• [Extracted rows]:
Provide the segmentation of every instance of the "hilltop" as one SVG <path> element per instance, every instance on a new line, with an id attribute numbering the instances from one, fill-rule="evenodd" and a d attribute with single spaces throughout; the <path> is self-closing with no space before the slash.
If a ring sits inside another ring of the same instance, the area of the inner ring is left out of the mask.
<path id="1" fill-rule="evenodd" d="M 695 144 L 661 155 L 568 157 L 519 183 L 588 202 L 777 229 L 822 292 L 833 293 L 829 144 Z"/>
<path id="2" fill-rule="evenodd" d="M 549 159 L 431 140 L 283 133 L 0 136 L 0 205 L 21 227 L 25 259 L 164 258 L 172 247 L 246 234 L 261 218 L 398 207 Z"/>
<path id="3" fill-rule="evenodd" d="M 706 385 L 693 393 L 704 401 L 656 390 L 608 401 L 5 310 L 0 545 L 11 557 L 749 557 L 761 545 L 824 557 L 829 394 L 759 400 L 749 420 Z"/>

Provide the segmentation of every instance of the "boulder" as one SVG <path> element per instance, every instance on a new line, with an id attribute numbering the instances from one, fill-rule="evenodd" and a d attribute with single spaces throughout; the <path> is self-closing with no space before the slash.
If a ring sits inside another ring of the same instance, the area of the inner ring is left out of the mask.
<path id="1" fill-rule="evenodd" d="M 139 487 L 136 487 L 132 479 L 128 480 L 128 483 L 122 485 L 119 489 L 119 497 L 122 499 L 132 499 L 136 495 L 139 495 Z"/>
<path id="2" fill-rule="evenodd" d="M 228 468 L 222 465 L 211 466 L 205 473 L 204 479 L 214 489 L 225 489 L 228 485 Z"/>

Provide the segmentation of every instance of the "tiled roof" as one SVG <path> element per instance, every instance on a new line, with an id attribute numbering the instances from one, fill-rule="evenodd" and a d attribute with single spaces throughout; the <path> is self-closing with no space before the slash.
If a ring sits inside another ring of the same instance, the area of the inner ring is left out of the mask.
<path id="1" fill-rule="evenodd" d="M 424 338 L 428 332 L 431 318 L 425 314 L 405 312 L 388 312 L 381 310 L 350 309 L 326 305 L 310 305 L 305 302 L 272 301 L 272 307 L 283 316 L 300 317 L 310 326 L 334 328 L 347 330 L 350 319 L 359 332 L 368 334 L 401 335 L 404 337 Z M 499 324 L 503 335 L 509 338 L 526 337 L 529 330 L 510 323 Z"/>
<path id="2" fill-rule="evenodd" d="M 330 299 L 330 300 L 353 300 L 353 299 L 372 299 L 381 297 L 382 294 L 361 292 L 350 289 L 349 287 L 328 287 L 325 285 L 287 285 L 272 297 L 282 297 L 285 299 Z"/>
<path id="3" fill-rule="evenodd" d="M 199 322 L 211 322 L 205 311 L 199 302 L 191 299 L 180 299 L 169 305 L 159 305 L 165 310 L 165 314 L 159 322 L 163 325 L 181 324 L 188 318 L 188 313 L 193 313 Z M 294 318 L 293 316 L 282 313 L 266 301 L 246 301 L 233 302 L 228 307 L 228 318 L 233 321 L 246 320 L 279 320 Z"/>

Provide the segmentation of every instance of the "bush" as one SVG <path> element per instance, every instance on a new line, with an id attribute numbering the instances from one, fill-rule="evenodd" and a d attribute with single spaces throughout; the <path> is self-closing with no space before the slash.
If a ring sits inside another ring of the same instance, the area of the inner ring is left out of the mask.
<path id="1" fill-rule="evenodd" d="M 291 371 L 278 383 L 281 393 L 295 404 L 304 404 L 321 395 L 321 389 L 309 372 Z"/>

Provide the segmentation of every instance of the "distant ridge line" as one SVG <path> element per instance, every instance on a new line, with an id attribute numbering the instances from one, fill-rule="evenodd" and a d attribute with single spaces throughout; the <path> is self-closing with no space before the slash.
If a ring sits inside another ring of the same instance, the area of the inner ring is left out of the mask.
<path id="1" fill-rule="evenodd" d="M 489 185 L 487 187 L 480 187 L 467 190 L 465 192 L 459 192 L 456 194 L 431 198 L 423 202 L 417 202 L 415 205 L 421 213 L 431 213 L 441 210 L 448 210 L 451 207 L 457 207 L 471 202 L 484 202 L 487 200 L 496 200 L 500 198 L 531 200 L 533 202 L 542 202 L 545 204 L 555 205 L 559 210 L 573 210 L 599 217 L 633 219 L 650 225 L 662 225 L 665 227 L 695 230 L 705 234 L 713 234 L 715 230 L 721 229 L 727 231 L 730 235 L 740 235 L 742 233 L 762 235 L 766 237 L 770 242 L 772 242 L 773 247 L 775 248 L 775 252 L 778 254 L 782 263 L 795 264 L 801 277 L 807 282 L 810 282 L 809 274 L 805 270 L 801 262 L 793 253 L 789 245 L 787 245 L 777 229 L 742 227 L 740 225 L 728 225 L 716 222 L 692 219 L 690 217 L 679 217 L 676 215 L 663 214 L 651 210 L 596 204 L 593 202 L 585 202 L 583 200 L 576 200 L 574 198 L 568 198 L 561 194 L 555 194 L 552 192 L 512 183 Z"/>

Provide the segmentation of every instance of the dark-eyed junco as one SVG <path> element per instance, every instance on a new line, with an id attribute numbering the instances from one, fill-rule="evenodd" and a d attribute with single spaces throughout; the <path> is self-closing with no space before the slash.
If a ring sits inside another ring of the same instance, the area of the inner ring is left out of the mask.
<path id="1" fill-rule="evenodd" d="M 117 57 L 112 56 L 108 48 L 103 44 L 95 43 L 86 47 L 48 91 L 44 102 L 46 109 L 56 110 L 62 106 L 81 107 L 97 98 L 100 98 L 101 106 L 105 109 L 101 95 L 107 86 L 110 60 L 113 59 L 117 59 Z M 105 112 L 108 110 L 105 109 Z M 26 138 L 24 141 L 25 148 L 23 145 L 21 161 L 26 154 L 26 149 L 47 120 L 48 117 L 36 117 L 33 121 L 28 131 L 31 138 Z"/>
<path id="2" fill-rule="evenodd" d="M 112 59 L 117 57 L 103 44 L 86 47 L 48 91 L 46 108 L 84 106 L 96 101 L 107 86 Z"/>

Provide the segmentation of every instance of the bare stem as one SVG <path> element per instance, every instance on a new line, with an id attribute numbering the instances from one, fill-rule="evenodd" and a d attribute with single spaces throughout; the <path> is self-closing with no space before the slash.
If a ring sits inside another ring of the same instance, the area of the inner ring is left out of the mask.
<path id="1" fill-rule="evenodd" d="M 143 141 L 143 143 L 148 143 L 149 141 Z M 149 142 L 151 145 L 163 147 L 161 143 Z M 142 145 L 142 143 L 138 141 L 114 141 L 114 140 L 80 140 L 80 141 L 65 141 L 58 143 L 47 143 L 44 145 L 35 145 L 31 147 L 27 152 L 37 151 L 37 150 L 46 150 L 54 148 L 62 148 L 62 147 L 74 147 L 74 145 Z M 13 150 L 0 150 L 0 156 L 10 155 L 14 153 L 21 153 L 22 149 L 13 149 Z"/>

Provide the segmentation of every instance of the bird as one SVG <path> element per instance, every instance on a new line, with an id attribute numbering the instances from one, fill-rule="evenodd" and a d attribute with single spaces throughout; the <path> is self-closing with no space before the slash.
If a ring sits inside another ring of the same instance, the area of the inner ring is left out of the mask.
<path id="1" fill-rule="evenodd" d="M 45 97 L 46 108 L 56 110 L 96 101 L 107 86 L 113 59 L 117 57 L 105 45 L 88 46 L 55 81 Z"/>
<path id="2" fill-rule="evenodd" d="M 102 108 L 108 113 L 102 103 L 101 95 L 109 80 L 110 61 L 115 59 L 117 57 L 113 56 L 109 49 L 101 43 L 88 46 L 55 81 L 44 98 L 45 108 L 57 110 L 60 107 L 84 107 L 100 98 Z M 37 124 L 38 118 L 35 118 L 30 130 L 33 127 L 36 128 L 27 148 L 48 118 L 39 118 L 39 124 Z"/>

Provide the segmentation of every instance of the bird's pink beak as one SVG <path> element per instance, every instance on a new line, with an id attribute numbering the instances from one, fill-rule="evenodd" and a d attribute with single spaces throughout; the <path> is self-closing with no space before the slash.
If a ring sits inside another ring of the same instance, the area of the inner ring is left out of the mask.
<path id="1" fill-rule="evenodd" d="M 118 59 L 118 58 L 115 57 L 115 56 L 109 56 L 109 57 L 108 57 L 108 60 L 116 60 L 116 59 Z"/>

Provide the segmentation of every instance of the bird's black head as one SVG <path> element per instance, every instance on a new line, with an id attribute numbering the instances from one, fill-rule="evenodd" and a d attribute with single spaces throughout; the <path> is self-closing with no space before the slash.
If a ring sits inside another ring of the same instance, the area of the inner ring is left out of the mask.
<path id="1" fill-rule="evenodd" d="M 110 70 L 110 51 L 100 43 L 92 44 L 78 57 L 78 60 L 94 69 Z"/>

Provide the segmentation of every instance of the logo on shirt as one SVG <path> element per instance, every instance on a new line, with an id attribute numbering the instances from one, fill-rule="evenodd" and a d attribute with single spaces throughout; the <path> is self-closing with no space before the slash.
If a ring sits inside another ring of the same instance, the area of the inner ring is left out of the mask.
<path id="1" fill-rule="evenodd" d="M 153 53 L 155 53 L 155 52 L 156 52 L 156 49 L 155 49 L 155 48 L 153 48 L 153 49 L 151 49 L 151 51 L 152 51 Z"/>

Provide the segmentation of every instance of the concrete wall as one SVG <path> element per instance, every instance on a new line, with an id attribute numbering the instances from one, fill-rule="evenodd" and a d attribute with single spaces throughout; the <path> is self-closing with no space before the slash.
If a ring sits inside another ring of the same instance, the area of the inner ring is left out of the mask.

• [Task description]: Output the rows above, everything from the line containing "Provide the segmentation of every instance of the bare" down to the line containing "102 108 L 108", as a two-column CSV with the headers input and output. Give one CSV line per row, put each field in double quotes, and replace line breaks inside a field with spaces.

• [Exercise solution]:
input,output
"Provide the segmentation of every instance of the bare stem as one SVG <path> element per instance, every instance on a new line, with an id attribute numbering the instances from one, fill-rule=""evenodd"" and a d attribute with single spaces throughout; the <path> is self-closing with no space before the slash. If a ring sits inside another ring of the same instance, the area of the inner ring is left out of the mask.","<path id=""1"" fill-rule=""evenodd"" d=""M 143 141 L 143 143 L 148 143 L 149 141 Z M 149 142 L 151 145 L 163 147 L 161 143 Z M 142 145 L 142 143 L 138 141 L 114 141 L 114 140 L 80 140 L 80 141 L 65 141 L 58 143 L 47 143 L 44 145 L 35 145 L 31 147 L 27 152 L 37 151 L 37 150 L 46 150 L 54 148 L 62 148 L 62 147 L 74 147 L 74 145 Z M 13 150 L 0 150 L 0 156 L 10 155 L 14 153 L 21 153 L 22 149 L 13 149 Z""/>"
"Provide the segmentation of every instance of the bird as one SVG <path> element per instance, every instance on a new line, with an id attribute numbering the instances from one, fill-rule=""evenodd"" and a d attribute with single spaces throughout; the <path> is self-closing with no space before the slash. If a ring sits inside another ring of the same instance, the area of the inner ring is left out of the mask.","<path id=""1"" fill-rule=""evenodd"" d=""M 45 97 L 46 108 L 56 110 L 96 101 L 107 86 L 113 59 L 117 57 L 105 45 L 88 46 L 55 81 Z""/> <path id=""2"" fill-rule=""evenodd"" d=""M 102 108 L 108 113 L 102 103 L 101 95 L 109 80 L 110 61 L 115 59 L 117 57 L 113 56 L 109 49 L 101 43 L 88 46 L 55 81 L 44 98 L 45 108 L 57 110 L 60 107 L 84 107 L 100 98 Z M 37 124 L 38 118 L 35 118 L 30 130 L 33 127 L 36 128 L 27 148 L 48 118 L 39 118 L 39 124 Z""/>"